TensorRT 9.3 Custom plugins appear to be strangely time-consuming

Description

I implemented a TensorRT plugin and found the plugin to be particularly time-consuming.

I am compiling the plugin as a separate library and then calling it using the C++ api.

void* plugin_handle{ builder->getPluginRegistry().loadLibrary(pluginlib_path_.c_str()) };
// or
void* plugin_handle{ runtime->getPluginRegistry().loadLibrary(pluginlib_path_.c_str()) };

Now I’ve tried compiling the TensorRT source code whth plugin, and the result is the same.

I used cudaStreamSynchronize for synchronization in the begin of enqueue function, and measured it to take about 165ms.

**Problem requirements**
Translate this sentence from the TensorRT plugin post into Spanish: "I am compiling the plugin as a separate library and then calling it using the C++ api." Work only from the TensorRT plugin post above.

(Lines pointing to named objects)

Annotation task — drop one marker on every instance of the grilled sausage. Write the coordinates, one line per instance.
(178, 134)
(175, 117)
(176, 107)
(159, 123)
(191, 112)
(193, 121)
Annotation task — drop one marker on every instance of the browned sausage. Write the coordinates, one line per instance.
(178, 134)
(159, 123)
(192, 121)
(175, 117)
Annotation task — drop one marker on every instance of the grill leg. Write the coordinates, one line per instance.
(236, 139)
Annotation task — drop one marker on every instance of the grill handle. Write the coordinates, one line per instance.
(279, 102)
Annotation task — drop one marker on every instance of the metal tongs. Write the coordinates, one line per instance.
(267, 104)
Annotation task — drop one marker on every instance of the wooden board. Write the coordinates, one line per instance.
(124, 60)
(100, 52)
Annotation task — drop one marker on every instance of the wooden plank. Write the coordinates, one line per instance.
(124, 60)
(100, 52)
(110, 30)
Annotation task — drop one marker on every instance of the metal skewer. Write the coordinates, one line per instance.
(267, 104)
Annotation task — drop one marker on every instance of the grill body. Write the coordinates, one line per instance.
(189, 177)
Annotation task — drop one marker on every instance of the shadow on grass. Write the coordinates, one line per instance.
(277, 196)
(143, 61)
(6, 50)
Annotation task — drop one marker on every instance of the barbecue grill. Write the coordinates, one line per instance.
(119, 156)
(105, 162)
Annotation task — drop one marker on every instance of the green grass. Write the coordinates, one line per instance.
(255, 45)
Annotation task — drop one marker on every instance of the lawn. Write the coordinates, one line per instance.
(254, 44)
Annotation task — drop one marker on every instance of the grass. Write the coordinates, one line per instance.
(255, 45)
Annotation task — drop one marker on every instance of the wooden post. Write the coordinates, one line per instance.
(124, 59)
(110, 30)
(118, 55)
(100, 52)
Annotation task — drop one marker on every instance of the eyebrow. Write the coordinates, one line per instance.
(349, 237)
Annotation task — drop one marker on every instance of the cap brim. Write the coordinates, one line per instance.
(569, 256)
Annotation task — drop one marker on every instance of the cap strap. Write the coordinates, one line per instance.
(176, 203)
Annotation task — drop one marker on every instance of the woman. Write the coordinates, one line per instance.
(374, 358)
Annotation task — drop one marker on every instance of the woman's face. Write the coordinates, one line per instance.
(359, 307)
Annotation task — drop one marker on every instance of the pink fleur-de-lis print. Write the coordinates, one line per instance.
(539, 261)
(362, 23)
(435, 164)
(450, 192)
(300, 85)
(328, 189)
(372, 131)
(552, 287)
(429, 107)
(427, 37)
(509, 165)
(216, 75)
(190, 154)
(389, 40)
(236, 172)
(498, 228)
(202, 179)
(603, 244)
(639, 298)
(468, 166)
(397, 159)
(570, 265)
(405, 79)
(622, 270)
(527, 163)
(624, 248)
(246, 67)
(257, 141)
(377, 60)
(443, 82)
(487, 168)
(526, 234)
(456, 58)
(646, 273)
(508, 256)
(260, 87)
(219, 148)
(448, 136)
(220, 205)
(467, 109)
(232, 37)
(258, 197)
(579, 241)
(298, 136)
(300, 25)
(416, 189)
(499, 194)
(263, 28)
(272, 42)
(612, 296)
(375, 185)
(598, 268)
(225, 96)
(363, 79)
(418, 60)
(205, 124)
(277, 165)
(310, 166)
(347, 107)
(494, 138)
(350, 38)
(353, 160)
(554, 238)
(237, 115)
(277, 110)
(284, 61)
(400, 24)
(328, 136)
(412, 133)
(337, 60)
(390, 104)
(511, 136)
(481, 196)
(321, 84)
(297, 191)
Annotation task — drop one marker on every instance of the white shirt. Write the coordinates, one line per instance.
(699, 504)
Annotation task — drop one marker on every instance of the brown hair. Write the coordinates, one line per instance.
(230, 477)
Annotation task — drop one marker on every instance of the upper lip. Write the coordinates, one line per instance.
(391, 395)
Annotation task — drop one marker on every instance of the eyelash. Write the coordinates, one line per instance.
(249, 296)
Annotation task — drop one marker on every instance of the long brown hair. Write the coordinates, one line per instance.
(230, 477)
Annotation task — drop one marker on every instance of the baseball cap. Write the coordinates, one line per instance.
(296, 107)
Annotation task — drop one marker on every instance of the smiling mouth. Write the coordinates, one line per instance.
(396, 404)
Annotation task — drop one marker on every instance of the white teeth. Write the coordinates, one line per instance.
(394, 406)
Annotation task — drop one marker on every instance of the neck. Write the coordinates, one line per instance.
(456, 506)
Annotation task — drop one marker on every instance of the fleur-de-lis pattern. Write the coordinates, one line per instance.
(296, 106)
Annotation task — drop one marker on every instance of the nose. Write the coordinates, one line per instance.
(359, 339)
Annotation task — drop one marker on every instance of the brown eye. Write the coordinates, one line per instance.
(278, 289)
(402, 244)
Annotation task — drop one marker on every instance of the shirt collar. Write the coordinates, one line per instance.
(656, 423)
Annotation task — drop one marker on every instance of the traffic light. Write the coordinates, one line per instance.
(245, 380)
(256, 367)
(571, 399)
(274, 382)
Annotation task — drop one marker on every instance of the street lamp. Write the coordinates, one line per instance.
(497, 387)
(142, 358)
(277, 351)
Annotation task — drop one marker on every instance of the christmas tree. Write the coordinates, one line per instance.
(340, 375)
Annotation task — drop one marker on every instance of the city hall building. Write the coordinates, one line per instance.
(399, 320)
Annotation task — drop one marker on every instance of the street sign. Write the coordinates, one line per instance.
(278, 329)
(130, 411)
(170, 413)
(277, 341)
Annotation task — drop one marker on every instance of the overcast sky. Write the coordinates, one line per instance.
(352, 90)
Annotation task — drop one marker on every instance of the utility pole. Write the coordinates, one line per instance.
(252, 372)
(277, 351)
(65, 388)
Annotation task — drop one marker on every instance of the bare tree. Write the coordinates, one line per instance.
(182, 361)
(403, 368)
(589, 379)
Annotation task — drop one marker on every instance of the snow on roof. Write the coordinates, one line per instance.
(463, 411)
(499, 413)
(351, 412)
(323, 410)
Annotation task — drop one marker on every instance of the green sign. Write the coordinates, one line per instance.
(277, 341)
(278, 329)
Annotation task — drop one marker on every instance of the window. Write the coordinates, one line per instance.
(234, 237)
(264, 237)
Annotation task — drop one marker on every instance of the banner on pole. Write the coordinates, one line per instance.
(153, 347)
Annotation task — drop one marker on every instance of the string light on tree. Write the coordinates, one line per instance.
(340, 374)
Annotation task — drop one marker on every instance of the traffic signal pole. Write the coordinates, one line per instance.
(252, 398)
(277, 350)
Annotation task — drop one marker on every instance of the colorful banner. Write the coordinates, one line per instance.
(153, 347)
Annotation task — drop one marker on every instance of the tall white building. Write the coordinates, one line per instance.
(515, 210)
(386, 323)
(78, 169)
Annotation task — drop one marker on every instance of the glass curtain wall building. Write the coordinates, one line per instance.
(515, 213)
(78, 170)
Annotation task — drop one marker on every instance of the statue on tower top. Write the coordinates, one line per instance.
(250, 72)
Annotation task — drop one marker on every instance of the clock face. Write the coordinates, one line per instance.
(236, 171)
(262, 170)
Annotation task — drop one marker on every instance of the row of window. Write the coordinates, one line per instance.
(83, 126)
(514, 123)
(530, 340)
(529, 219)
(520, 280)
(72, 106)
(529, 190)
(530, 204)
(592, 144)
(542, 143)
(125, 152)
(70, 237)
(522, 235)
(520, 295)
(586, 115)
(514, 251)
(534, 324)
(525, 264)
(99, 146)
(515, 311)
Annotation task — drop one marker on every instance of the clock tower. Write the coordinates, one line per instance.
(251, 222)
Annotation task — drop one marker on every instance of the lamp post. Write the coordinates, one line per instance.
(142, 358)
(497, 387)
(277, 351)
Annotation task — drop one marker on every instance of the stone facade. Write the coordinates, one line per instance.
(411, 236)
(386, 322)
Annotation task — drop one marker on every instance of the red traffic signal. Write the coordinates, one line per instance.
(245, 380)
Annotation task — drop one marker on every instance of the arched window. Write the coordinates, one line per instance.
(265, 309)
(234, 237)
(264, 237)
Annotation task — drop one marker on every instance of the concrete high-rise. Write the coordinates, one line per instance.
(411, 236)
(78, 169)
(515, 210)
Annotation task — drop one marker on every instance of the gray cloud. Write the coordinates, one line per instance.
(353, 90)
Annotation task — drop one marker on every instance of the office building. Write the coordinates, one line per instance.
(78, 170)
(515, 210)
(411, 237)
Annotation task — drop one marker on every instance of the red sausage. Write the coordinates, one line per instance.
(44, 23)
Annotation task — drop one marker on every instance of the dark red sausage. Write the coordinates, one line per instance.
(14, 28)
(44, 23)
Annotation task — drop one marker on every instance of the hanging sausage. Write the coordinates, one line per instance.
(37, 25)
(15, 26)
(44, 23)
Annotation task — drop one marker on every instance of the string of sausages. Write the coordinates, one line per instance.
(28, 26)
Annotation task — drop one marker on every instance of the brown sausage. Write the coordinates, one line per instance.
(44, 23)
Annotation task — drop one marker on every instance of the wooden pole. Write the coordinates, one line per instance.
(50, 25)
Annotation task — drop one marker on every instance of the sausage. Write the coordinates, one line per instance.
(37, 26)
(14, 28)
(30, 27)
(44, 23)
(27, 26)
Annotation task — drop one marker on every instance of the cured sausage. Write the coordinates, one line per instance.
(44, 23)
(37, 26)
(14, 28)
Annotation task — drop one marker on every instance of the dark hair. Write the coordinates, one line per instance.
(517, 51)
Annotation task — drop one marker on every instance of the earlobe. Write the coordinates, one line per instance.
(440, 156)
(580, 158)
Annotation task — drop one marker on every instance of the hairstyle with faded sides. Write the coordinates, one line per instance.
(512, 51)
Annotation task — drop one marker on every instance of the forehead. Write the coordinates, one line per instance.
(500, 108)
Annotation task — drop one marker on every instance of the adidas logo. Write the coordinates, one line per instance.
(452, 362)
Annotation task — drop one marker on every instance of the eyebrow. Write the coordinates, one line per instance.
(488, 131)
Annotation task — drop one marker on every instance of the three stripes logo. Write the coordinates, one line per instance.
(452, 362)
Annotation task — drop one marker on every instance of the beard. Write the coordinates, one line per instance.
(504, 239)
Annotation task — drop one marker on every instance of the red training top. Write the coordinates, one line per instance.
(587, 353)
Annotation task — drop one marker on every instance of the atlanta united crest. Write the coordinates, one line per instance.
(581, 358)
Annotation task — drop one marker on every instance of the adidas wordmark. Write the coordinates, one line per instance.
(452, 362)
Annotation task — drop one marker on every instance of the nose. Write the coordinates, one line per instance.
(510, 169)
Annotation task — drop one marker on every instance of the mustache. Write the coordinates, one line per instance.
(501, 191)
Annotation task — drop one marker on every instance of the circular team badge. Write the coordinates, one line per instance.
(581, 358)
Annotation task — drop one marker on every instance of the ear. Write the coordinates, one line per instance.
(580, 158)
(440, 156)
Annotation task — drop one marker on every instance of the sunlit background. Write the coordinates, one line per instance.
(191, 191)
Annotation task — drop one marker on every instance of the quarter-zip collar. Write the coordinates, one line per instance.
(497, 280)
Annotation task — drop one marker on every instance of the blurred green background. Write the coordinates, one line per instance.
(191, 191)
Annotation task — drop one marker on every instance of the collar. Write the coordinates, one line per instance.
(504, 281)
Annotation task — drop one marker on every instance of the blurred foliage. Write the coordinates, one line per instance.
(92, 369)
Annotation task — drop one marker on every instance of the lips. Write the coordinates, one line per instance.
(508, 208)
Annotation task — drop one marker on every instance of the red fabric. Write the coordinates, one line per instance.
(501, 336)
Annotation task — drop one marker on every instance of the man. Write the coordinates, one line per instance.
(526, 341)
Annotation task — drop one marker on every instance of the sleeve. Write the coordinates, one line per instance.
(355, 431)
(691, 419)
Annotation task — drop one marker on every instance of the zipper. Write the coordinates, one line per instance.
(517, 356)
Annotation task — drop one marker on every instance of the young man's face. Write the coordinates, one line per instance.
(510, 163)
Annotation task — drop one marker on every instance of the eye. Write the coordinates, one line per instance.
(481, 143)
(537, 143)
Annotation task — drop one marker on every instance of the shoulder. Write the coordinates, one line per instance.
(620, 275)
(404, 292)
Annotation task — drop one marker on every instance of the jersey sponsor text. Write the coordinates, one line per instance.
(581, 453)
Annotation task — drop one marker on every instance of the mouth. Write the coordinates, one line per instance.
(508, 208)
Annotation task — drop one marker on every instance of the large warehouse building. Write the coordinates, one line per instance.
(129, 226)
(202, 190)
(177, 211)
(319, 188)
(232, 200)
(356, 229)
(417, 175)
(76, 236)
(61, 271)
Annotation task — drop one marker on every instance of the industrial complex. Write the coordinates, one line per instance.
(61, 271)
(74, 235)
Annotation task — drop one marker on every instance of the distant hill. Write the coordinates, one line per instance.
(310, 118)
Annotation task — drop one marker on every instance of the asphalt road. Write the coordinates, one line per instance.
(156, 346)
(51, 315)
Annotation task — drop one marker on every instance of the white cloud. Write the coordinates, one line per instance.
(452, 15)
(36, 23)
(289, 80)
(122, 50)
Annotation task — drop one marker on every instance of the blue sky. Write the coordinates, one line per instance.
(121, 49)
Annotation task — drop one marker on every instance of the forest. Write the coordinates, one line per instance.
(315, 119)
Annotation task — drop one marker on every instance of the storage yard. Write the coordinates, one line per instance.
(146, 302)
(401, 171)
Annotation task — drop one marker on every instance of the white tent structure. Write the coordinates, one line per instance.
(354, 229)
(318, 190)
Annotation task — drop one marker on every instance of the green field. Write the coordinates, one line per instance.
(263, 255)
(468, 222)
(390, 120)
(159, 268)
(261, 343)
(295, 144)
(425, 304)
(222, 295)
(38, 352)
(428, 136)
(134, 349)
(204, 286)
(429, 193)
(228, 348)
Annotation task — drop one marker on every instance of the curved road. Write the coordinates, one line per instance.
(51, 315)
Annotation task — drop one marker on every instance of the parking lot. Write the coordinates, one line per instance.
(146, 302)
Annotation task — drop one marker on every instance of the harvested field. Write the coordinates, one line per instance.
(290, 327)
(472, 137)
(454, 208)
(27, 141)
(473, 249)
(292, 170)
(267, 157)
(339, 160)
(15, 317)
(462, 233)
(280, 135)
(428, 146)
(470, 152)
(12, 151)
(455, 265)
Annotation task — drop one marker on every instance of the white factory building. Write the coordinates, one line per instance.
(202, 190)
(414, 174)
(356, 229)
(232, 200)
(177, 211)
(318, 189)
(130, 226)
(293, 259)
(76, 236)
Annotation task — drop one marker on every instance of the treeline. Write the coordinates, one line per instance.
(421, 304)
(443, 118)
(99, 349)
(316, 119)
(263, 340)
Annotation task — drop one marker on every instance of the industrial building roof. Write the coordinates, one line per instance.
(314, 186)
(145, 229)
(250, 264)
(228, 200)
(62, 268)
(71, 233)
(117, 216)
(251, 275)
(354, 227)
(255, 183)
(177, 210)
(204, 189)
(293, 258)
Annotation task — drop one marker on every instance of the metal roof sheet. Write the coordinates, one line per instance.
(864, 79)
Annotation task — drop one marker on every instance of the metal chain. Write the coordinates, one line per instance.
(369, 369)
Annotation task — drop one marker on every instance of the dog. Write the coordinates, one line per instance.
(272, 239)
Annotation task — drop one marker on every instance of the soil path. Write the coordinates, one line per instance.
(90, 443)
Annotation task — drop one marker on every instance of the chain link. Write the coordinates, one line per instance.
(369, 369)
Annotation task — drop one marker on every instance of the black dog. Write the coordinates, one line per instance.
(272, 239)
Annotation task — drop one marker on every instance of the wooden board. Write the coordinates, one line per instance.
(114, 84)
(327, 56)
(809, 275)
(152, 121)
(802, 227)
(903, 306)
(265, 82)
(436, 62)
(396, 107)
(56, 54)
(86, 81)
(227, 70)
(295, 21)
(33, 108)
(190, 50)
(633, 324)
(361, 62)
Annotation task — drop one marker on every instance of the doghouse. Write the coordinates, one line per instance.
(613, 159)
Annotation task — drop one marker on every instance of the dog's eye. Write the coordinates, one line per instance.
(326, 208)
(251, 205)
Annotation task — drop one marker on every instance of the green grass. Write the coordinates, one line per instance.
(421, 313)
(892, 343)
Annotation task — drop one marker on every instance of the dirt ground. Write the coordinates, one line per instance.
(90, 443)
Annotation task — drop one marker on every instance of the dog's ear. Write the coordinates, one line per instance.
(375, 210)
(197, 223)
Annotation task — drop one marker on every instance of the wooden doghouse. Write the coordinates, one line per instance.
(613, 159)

**The result**
Estoy compilando el plugin como una biblioteca independiente y luego lo llamo usando la API de C++.